* EXERCISES TO COMPLETE:
#1 List every musical role the profile of Albert Bryce Morgan below says he took on as a self-taught musician.
#2 Extend the profile of Albert Bryce Morgan below, picking up after its final sentence.

* PROVIDED PASSAGE:
###

Miner Musician: Albert Bryce Morgan (born in Coaldale, 1896)

Miner Musician: Albert Bryce Morgan (born in Coaldale, 1896)

Albert Bryce Morgan, nicknamed Abbie, became a well-known regional musician. Although forced to make a living by mining anthracite, his passionate avocation or hobby was music. Except for five formal lessons, he was a self-taught musician who became an orchestra leader, a pianist, an accordionist, as well as a singer and composer of songs, many of them mining songs.

Morgan was born in 1896 in Coaldale, Pennsylvania, the son of David Morgan, a Welsh immigrant, who was a well-known singer of mining ballads himself. After World War I, Albert Morgan organized the Broadway Melody Dance Band. In 1923, it became The Alpine Syncopators with Morgan as the pianist. In 1920, he formed the Coaldale quartet. The words to the quartet’s theme song, “Burn Anthracite” were written by Morgan and sung to the tune “Hallelujah.” The quartet sang many mining songs as well as traditional ballads. The quartet’s repertoire increased as Morgan composed new mining songs and changed the words to older ones. In 1944, Morgan organized an octet called the Old Company Singers. This group, dressed in miner’s clothing, became prominently known in the anthracite region and made many appearances at mining and safety meetings in Pennsylvania. They disbanded in 1954 when the Lehigh Navigation Coal Company ceased operations.

During his life, Morgan continued to write new tunes that reflected the changing conditions in the anthracite region. His best know song was “Union Man.” Folklorist George Korson recorded Morgan singing it in 1946 and included it on his Library of Congress’s recording of anthracite mining songs. Click on mining songs included in this lesson and you can hear Morgan’s voice singing “Union Man.” The lyrics mimic the broken English spoken by immigrant Slovaks who worked in the mines. Writing in this way today would not be considered ethnically sensitive. Nevertheless, the song is an important description of the miners’ disgust over rising prices, strikes, and union officials, issues that loomed large in a miner’s life.

###

* EXTRACTED INFORMATION:
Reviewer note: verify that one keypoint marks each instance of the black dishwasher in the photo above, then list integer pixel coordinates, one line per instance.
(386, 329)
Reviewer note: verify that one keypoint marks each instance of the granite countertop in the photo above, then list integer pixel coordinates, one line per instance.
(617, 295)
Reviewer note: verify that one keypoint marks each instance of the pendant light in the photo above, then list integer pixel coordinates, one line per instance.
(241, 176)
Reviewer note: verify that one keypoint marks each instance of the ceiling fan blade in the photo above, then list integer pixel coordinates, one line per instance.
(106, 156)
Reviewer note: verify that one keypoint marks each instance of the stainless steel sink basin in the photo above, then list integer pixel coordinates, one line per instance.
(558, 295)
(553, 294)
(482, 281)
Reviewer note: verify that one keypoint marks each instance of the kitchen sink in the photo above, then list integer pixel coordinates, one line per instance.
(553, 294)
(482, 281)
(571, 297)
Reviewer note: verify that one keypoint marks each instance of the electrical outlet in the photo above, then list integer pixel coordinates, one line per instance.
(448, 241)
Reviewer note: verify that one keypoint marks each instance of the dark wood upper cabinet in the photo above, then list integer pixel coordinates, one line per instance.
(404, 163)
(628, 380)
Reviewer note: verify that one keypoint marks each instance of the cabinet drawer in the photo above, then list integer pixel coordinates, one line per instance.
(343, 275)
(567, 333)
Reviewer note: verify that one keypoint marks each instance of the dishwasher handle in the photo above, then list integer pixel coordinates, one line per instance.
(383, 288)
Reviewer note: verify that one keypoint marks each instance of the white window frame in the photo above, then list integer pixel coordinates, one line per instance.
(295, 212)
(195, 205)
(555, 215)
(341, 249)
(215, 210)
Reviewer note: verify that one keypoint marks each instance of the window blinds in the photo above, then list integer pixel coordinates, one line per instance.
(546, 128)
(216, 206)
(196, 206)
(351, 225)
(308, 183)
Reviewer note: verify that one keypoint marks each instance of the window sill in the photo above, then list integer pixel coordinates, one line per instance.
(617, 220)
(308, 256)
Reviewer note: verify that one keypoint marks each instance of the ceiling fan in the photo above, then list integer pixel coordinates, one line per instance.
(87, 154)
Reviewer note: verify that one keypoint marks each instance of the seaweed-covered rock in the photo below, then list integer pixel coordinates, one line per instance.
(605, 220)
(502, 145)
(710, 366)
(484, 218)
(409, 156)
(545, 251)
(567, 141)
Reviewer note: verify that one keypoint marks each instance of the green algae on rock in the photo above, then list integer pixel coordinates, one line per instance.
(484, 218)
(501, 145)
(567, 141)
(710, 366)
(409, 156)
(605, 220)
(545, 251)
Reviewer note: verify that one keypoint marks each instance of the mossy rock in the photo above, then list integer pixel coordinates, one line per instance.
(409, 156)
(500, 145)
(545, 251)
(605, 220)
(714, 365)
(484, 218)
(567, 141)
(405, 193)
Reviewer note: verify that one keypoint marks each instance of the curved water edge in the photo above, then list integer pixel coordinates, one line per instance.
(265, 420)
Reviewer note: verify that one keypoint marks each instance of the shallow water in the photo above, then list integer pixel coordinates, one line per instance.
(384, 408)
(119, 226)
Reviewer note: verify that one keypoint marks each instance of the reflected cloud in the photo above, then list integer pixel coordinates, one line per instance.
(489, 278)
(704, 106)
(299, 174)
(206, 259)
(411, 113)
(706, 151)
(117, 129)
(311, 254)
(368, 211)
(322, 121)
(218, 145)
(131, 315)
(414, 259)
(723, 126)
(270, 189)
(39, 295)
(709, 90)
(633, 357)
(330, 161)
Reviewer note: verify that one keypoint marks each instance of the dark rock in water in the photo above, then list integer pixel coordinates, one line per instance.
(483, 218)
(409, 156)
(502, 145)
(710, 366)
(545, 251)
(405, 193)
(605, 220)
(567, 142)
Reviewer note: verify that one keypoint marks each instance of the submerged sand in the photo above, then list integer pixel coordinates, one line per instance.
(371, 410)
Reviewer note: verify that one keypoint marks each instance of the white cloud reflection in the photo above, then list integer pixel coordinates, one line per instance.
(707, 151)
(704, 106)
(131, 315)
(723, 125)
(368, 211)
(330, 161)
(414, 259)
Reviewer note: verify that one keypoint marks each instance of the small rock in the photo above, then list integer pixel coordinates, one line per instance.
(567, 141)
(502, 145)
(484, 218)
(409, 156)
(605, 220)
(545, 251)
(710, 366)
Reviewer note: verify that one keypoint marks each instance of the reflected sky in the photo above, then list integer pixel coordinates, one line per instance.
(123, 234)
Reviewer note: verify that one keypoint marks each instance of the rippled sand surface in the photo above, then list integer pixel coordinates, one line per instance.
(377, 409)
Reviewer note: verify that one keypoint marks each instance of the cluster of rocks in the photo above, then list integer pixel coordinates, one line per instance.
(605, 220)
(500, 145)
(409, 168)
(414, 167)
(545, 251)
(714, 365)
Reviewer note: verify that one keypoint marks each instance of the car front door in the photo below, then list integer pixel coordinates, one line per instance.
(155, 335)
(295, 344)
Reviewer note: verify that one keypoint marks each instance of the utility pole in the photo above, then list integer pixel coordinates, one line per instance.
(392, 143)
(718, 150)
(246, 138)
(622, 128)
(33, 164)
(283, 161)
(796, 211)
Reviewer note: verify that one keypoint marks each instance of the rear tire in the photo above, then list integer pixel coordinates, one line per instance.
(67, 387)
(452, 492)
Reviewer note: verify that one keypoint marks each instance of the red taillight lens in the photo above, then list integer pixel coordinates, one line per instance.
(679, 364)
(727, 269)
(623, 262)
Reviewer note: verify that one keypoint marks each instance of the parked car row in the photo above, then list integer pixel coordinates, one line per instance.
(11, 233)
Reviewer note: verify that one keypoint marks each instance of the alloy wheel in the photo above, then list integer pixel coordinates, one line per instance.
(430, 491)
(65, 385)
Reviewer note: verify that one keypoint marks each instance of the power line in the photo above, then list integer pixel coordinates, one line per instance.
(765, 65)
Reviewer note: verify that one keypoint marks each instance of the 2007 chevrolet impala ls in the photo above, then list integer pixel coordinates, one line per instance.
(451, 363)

###

* RESPONSES:
#1 Orchestra leader, pianist, accordionist, singer, and composer of songs.

#2
Morgan began his working life as a breaker boy picking slate at age 12. He continued working in the anthracite mines assuming various positions as a fan turner, mule driver, loader, loader boss, and foreman. He left mining for a stint in the Army serving as a Hospital Corpsman in Texas along the border with Mexico in 1917. His experience as an Army Corpsman gave him the background necessary to become a first aid instructor in the mines. He took courses sponsored by the Lehigh Coal and Navigation Company to become a mine safety engineer, a position he held until he retired. Morgan died in 1963.

Sources of biographical information are from copies of newspaper (some unidentified) clippings and email communications from Albert E. Morgan housed in HSP Department of Education and Interpretation files.


1. “If Miners Meet It’s a Songfest.” 29 May 1944.

2. “Local Men Assume New Duties January 1.” 30 December 1948.

3. “Old Quartet Kept Alive Famous Ballads of Mines.” Carbon County Panorama. 13 January 1957.

4. “A.B. (Abby) Morgan.” Obituary. 27 August 1963.